**ARBEITSAUFTRAG:** Schreiben Sie aus dem Textauszug zur Haushaltsdebatte in der Bürgerschaft alles von „Da hat die Koalition“ bis hinunter zu „kritisiert der SPD-Politiker.“ wortgetreu ab.

**TEXTAUSZUG:**
Opposition und Senat diskutieren in der Bürgerschaft, ob denn nun gespart wird oder lediglich umverteilt. Eine Frage der Sichtweise.

Altstadt. Haushaltspolitik ist - neben all den Milliarden und Millionen - vor allem eine Sache der Sichtweise. "Die sparen ja gar nicht", rief der SPD-Haushaltsexperte Peter Tschentscher in der aktuellen Stunde der Bürgerschaft und zeigte vorwurfsvoll in Richtung schwarz-grüner Senatsbank.

Da hat die Koalition zwar ein Konsolidierungsprogramm in Höhe von 510 Millionen Euro aufgelegt, 406 Millionen Euro davon sollen im kommenden Haushaltsjahr 2011 bereits realisiert werden, aber das ist für Tschentscher nur Augenwischerei. "Wenn Kürzungen nicht zu einer Absenkung der Ausgaben führen, dann ist das keine Konsolidierung, sondern nur eine millionenschwere Umverteilung", kritisiert der SPD-Politiker.

**BEREITGESTELLTE DATEN:**
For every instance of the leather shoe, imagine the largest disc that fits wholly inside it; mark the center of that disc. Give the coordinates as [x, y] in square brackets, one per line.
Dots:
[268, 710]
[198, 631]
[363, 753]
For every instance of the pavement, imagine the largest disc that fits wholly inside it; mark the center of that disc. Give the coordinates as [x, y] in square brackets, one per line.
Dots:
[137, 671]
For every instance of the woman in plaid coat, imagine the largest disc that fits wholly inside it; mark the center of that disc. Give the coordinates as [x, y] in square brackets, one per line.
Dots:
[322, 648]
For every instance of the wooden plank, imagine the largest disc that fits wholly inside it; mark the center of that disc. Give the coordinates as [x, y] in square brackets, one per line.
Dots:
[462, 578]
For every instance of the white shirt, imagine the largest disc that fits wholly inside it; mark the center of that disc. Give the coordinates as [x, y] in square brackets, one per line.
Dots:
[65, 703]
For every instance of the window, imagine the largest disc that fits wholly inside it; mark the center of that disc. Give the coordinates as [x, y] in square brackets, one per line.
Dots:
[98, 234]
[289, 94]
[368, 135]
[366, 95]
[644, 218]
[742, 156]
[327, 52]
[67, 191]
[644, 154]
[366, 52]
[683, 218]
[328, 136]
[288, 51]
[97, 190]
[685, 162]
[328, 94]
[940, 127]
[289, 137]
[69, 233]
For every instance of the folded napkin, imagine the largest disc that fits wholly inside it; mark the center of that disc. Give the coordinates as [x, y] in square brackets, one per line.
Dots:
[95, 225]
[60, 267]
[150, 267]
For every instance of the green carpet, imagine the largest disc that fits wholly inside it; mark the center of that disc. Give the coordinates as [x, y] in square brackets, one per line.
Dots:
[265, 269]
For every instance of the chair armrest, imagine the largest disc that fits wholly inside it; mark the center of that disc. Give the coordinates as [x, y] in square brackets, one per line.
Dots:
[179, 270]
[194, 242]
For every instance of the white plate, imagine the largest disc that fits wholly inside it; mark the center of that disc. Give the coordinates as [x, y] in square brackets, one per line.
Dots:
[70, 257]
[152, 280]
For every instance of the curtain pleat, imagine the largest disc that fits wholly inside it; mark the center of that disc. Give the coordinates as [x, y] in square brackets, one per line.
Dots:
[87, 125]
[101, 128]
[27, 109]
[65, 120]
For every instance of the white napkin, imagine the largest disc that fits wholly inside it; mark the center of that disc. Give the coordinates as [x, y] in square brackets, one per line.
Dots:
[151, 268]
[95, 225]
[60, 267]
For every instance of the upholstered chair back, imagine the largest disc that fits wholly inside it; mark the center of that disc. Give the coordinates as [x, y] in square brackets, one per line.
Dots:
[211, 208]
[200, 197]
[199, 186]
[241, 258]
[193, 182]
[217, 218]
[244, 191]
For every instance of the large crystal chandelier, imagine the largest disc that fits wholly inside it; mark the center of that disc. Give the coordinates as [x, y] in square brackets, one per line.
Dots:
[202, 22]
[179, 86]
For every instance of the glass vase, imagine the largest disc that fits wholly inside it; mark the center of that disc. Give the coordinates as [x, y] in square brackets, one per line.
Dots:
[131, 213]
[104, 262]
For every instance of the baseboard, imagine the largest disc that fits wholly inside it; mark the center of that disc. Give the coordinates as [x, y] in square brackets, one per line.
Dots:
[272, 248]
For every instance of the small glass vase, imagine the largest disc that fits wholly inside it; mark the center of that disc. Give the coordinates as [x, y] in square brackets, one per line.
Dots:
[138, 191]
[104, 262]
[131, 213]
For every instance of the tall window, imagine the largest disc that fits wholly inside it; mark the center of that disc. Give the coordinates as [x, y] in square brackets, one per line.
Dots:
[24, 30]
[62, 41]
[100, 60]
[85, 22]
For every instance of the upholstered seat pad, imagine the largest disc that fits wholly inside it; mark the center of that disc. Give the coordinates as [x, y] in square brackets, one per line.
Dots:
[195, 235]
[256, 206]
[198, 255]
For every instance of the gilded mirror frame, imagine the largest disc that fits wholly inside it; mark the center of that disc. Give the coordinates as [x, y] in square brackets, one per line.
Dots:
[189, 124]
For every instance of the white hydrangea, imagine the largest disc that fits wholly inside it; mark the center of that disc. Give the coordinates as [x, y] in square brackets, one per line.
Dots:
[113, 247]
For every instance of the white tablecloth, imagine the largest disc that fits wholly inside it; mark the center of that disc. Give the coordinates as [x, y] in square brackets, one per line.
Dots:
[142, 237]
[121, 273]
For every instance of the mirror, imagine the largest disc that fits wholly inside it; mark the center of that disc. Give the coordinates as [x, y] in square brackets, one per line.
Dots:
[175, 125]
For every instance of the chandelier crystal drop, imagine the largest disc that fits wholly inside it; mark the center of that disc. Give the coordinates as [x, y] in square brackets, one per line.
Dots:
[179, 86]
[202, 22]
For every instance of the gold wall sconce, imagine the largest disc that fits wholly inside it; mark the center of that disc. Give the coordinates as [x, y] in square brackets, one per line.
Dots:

**ANTWORTFELD:**
Da hat die Koalition zwar ein Konsolidierungsprogramm in Höhe von 510 Millionen Euro aufgelegt, 406 Millionen Euro davon sollen im kommenden Haushaltsjahr 2011 bereits realisiert werden, aber das ist für Tschentscher nur Augenwischerei. "Wenn Kürzungen nicht zu einer Absenkung der Ausgaben führen, dann ist das keine Konsolidierung, sondern nur eine millionenschwere Umverteilung", kritisiert der SPD-Politiker.